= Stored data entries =

◇ ◇ ◇

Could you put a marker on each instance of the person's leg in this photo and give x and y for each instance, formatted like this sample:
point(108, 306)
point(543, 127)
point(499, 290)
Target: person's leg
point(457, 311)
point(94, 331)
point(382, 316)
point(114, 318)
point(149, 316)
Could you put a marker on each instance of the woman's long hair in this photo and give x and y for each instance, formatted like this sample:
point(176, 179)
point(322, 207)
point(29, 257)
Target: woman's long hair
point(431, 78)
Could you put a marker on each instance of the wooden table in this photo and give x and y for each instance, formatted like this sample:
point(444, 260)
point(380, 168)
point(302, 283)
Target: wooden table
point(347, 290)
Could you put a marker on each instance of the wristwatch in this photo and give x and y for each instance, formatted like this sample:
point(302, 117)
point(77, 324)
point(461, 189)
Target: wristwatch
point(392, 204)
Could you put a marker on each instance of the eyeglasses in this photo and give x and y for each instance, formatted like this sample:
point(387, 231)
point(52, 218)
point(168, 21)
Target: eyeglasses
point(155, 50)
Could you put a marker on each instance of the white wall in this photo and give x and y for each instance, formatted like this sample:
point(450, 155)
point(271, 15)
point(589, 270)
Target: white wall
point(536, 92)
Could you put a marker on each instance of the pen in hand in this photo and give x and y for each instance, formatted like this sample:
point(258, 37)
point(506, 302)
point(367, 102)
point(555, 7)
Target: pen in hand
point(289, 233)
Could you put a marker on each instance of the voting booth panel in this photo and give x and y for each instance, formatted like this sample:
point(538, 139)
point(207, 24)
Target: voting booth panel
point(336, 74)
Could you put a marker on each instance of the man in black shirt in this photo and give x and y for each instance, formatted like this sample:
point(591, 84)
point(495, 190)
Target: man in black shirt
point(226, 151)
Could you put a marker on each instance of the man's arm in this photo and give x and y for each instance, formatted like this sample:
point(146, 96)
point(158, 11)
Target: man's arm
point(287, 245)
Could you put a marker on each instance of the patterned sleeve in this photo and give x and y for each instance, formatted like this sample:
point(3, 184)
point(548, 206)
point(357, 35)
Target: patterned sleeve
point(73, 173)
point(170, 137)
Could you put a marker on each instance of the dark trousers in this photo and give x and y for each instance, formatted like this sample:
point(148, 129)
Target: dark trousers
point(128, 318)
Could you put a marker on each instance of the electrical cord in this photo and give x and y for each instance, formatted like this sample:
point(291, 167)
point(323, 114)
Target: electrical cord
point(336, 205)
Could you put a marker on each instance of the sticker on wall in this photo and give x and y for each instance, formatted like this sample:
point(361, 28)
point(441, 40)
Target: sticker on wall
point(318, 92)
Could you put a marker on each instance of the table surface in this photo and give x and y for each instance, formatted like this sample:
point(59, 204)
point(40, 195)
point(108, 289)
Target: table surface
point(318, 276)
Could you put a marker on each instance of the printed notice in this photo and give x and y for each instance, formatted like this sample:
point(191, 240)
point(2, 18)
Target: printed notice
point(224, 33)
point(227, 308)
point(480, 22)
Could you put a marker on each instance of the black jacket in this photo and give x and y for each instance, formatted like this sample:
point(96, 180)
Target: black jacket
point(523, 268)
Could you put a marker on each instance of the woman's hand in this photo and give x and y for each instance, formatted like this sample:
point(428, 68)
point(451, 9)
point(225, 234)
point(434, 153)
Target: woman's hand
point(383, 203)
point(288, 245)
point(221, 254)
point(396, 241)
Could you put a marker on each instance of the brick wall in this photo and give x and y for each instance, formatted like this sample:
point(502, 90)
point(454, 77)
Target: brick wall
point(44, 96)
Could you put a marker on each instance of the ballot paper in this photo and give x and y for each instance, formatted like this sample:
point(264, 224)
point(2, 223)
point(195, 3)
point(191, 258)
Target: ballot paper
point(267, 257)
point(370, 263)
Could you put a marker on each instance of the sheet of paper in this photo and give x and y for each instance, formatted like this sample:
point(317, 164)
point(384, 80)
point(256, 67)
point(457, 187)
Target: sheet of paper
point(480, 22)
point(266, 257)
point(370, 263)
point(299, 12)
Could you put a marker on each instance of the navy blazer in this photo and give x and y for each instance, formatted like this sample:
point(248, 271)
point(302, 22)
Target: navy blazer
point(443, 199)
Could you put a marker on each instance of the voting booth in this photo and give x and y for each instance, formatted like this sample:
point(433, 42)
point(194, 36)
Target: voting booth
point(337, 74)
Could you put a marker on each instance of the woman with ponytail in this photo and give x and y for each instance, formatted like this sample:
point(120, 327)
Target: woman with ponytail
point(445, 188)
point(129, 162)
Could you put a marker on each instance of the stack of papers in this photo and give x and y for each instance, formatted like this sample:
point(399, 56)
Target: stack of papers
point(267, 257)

◇ ◇ ◇

= PROBLEM DETAILS =
Word for word, every record must be given again.

= EXERCISE SOLUTION =
Could you put a marker on each instance of the person's leg in this photo and give x and y for each instance, formatted like this sample:
point(108, 306)
point(543, 127)
point(499, 290)
Target: person's leg
point(457, 311)
point(94, 331)
point(382, 316)
point(114, 318)
point(149, 316)
Could you put a marker on each instance of the woman's long hair in this photo and give x and y for each instance, formatted like this sample:
point(176, 179)
point(322, 207)
point(29, 257)
Target: woman's long hair
point(431, 78)
Could you put a marker on each instance of the wooden table in this photo and give x and y for each instance, formatted like this sample:
point(444, 260)
point(380, 168)
point(302, 283)
Target: wooden table
point(347, 290)
Could you put a marker on each instance of the wristwatch in this photo and give x and y for each instance, formatted like this sample:
point(302, 117)
point(77, 324)
point(461, 189)
Target: wristwatch
point(392, 204)
Could you put a marker on each instance of the eyeglasses in this photo and give x and y for each instance, formatted like this sample:
point(387, 231)
point(52, 218)
point(168, 21)
Target: eyeglasses
point(155, 50)
Could you put a marker on each instance of the white wall in this photo and give x and y for each instance, formatted like this sample:
point(450, 155)
point(271, 15)
point(589, 270)
Target: white wall
point(536, 92)
Could you put a marker on each instance of the pen in hand in this photo and give x and y for each instance, formatted like this sample:
point(258, 37)
point(506, 302)
point(367, 102)
point(555, 7)
Target: pen in hand
point(289, 233)
Could you put a marker on each instance of the voting booth panel in this photo and give x and y for each instance, formatted like this sample:
point(538, 139)
point(207, 24)
Target: voting booth panel
point(336, 74)
Could you put a marker on each instance of the man in black shirt in this photo and give x and y for each instance, formatted like this sample:
point(591, 84)
point(495, 190)
Target: man in black shirt
point(226, 151)
Could you put a marker on each instance of the man's arm in this photo and give x and y for each instance, formatted like this sample:
point(146, 96)
point(158, 11)
Target: man's arm
point(287, 245)
Could you put a marker on each instance of the patterned sleeve in this photo and give x and y for each instance, formatted like this sample:
point(3, 184)
point(548, 206)
point(357, 35)
Target: patterned sleeve
point(73, 173)
point(170, 137)
Could you put a marker on each instance of the dark trousers in this photo and give x and y for each instance, formatted like this sample:
point(148, 129)
Target: dark trousers
point(128, 318)
Could you put a marker on each instance of the electrical cord in this photo and give x and y for each instance, formatted like this sample:
point(291, 167)
point(323, 114)
Target: electrical cord
point(336, 205)
Could you put a marker on each instance of the sticker on wall in this photo and give x and y for each instance, formatted like this sample:
point(361, 28)
point(441, 40)
Target: sticker on wall
point(318, 92)
Could you put a marker on each instance of the table surface in this photo and give x and y for each instance, formatted like this sample:
point(59, 204)
point(40, 195)
point(108, 289)
Target: table surface
point(318, 276)
Could you put a marker on each instance of the printed notice in this photo and give x and y for each instance, formatted like this sample:
point(191, 240)
point(2, 18)
Target: printed notice
point(224, 33)
point(227, 308)
point(480, 22)
Could you put a marker on each instance of the black jacket in this photo and give x and y for each instance, formatted like this sample:
point(96, 180)
Target: black jacket
point(523, 268)
Could you put a marker on each instance of the woman's hand in this photo and give x and y for each instance, formatted like this sample:
point(428, 68)
point(451, 9)
point(225, 234)
point(434, 153)
Target: woman's hand
point(383, 203)
point(288, 245)
point(221, 254)
point(396, 241)
Could you put a marker on each instance of the brick wall in this photo and give x and y for each instance, formatted like this sample:
point(502, 90)
point(454, 77)
Target: brick wall
point(44, 96)
Could you put a marker on each instance of the ballot paper in this photo and give x and y for each instance, formatted like this sample:
point(264, 224)
point(2, 223)
point(195, 3)
point(191, 258)
Target: ballot paper
point(267, 257)
point(370, 263)
Could you put a marker on each instance of the sheet of paper in this photo and give x and y for each instance, formatted like this sample:
point(317, 164)
point(384, 80)
point(256, 67)
point(457, 187)
Target: sheet of paper
point(480, 22)
point(266, 257)
point(370, 263)
point(299, 12)
Could you put a marker on each instance of the navy blazer in this photo and give x and y for each instance, formatted like this sample:
point(248, 271)
point(302, 22)
Target: navy blazer
point(443, 199)
Could you put a marker on each instance of the voting booth in this photo and give x and y for each instance, formatted like this sample:
point(433, 42)
point(194, 36)
Target: voting booth
point(337, 74)
Could you put a marker on each instance of the woman with ponytail in this photo and give x and y for each instance, formatted like this sample:
point(120, 327)
Target: woman with ponytail
point(445, 188)
point(129, 162)
Could you put a marker on each instance of the stack of papers in this photo and give x and y for each instance, formatted like this sample:
point(399, 56)
Target: stack of papers
point(267, 257)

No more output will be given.